> _THE EXERCISE_:
Copy without any change the lines of the items below, starting with the line that contains "Confirm that each instance of the air" and ending after the line that contains "[[435, 212], [404, 228]]".

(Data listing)
........

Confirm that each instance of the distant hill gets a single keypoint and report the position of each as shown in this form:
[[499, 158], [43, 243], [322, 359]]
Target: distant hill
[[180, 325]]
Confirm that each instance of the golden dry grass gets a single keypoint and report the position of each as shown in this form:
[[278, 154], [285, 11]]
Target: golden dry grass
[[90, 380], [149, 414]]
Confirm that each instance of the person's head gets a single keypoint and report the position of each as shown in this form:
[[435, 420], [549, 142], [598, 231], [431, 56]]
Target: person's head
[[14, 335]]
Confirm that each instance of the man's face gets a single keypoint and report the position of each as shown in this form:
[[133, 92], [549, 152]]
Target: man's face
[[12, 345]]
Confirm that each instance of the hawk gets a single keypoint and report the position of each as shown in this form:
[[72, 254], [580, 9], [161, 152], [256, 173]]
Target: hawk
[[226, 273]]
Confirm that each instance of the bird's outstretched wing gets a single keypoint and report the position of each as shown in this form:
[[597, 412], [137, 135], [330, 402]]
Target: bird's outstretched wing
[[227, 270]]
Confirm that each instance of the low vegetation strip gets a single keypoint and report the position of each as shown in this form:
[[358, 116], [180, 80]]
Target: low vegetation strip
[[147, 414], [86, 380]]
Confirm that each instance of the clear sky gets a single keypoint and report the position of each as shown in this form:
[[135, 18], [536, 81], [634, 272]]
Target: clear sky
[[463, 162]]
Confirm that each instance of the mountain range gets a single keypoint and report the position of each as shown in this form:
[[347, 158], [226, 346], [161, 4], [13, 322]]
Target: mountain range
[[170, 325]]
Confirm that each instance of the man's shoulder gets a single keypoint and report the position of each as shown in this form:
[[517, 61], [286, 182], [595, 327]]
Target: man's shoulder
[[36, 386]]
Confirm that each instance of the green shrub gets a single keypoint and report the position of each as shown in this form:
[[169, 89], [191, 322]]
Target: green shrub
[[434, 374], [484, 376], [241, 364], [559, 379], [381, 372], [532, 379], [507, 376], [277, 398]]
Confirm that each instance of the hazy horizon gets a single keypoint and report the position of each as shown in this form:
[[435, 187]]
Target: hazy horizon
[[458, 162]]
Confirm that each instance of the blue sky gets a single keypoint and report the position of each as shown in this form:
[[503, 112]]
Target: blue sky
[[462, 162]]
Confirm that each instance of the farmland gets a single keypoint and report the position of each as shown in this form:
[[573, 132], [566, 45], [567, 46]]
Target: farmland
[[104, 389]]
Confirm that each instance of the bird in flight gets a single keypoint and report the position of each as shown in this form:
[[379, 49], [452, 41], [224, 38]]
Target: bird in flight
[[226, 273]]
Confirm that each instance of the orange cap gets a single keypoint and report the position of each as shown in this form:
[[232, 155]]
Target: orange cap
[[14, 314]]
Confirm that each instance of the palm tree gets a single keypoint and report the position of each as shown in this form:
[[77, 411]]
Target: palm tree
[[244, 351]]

........

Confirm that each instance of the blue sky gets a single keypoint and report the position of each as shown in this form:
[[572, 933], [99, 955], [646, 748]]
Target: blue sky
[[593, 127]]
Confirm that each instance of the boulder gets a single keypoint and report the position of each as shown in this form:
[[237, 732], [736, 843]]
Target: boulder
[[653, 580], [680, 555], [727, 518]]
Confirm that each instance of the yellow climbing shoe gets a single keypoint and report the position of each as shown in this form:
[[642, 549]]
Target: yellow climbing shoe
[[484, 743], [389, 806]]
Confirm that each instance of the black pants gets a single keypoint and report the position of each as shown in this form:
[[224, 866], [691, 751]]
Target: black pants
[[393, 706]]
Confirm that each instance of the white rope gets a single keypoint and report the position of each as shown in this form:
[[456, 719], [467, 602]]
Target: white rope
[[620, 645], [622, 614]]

........

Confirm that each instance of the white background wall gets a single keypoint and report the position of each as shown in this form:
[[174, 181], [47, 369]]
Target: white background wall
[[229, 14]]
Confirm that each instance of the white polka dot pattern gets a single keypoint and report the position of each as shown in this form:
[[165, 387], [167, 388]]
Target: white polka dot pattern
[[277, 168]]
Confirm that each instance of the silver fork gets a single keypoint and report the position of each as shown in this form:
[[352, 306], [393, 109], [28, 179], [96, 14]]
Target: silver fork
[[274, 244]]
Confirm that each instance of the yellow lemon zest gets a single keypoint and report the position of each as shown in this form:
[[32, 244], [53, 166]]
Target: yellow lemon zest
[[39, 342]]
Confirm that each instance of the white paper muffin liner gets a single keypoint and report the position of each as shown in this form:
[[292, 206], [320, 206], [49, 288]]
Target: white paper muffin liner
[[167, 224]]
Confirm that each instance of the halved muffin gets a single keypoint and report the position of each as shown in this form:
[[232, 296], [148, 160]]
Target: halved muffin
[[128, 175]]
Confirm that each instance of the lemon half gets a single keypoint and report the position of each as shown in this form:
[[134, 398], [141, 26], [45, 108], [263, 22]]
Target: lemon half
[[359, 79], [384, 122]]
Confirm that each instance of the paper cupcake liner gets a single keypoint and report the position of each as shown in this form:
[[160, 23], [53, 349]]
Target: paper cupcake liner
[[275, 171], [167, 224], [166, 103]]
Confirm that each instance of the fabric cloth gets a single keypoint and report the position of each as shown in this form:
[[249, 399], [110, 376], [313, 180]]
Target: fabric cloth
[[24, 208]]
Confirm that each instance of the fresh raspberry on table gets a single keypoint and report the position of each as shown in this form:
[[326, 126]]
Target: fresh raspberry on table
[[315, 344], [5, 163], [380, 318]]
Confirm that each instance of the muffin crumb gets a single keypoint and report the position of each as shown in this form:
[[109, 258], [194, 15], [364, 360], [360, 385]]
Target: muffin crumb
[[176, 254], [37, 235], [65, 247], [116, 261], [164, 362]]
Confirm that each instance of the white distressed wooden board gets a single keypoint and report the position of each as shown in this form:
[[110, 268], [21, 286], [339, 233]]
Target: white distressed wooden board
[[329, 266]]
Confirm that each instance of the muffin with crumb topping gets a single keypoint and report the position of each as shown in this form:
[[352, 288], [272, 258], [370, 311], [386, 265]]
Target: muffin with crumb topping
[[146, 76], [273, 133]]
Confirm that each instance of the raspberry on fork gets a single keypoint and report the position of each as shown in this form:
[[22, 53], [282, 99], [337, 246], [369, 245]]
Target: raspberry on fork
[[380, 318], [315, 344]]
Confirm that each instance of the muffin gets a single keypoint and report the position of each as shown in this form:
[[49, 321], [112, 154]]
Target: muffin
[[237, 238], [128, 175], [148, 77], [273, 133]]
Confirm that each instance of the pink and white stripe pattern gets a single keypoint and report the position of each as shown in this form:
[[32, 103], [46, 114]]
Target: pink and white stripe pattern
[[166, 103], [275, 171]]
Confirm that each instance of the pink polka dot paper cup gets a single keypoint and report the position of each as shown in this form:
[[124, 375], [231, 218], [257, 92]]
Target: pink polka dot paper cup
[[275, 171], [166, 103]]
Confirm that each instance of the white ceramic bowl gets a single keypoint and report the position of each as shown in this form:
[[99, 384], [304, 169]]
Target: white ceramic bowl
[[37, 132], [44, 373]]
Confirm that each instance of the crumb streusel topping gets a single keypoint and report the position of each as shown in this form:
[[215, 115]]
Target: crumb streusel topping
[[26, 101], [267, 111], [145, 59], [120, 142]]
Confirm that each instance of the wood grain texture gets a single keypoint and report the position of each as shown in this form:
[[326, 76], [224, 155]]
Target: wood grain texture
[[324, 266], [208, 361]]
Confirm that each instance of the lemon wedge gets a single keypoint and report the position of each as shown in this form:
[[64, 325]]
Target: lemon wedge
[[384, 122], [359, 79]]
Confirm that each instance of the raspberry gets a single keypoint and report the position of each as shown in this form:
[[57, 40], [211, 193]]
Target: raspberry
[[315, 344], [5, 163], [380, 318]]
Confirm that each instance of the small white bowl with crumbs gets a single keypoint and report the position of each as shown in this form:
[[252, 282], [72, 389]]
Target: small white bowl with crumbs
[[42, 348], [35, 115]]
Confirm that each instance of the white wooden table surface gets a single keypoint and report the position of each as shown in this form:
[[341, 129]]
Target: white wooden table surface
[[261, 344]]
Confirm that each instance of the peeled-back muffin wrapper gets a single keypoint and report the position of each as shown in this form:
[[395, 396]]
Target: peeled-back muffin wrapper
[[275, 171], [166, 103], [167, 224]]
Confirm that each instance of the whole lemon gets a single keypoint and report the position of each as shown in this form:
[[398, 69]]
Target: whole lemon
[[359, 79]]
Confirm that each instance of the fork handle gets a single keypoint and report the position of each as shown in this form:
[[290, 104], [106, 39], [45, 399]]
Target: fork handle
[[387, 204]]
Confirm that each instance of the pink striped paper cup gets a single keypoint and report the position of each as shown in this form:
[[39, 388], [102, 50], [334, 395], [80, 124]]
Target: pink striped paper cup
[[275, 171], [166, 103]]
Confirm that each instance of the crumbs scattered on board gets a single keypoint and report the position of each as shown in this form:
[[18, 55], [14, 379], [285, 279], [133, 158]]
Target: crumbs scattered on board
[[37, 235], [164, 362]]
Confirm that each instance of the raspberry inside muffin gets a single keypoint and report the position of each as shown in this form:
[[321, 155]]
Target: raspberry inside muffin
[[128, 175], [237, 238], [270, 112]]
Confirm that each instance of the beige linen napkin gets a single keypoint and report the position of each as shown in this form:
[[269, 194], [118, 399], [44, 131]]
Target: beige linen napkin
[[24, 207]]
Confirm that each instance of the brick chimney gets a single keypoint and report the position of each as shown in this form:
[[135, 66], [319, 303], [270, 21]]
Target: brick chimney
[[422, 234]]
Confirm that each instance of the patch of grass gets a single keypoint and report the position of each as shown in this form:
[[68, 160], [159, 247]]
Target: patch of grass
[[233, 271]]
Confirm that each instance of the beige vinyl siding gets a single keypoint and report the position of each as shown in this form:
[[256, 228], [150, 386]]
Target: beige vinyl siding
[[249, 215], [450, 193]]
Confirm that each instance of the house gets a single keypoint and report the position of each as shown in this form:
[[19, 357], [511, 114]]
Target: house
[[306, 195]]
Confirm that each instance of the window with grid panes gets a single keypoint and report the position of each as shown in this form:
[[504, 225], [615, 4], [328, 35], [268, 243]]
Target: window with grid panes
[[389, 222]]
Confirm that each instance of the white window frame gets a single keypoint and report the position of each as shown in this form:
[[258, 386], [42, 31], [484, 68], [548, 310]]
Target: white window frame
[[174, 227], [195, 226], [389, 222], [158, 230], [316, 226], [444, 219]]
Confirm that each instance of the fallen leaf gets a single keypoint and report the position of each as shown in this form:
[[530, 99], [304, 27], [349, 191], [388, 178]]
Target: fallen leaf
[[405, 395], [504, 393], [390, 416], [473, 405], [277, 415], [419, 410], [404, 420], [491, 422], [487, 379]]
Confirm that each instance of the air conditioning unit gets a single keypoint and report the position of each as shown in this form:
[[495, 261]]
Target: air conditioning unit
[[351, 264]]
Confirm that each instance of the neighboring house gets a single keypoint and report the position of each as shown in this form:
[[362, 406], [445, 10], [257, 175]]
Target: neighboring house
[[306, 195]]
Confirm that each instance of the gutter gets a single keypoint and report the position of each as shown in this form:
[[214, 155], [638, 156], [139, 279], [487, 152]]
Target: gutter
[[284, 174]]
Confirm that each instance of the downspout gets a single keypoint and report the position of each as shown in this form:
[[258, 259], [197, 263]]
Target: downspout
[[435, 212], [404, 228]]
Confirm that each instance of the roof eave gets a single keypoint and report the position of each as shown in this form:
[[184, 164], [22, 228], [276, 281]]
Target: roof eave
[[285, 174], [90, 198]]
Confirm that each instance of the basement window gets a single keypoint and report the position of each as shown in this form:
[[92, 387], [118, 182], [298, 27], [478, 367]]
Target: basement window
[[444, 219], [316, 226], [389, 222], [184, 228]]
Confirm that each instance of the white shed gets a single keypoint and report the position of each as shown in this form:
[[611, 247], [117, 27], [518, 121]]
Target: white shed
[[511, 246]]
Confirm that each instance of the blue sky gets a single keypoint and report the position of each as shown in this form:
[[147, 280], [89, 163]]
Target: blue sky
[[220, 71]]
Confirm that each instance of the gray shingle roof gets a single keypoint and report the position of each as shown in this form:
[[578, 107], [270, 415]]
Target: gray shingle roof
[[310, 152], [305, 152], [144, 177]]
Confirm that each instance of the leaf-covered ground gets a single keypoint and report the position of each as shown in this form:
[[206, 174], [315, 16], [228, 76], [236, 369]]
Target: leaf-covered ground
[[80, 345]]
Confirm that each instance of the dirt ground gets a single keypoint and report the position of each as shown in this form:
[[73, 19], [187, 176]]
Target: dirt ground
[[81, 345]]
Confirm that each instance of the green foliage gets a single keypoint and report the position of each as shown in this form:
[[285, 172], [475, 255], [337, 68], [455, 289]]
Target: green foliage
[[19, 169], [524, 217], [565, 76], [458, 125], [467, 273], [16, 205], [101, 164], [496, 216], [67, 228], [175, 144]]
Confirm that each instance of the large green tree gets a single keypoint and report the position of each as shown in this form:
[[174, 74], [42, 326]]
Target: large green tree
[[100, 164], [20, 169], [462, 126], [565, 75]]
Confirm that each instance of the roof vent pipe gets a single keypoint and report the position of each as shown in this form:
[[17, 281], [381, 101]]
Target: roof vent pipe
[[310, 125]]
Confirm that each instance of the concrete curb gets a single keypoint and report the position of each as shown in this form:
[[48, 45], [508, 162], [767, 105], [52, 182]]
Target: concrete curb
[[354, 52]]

........

> _FINAL ANSWER_:
Confirm that each instance of the air conditioning unit gets a single keypoint and report the position of each as shown in this form:
[[495, 261]]
Target: air conditioning unit
[[351, 264]]
Confirm that each instance of the neighboring house gets a single keypoint and report the position of each as shown in this form:
[[362, 406], [445, 10], [257, 175]]
Target: neighboring house
[[306, 195]]
Confirm that each instance of the gutter gets a single keypoint and report the position of each as shown in this form:
[[214, 155], [638, 156], [139, 279], [487, 152]]
Target: gutter
[[284, 174]]
Confirm that each instance of the downspout gets a single keypoint and report the position of each as shown in this form:
[[258, 259], [197, 263]]
Target: downspout
[[435, 212], [404, 228]]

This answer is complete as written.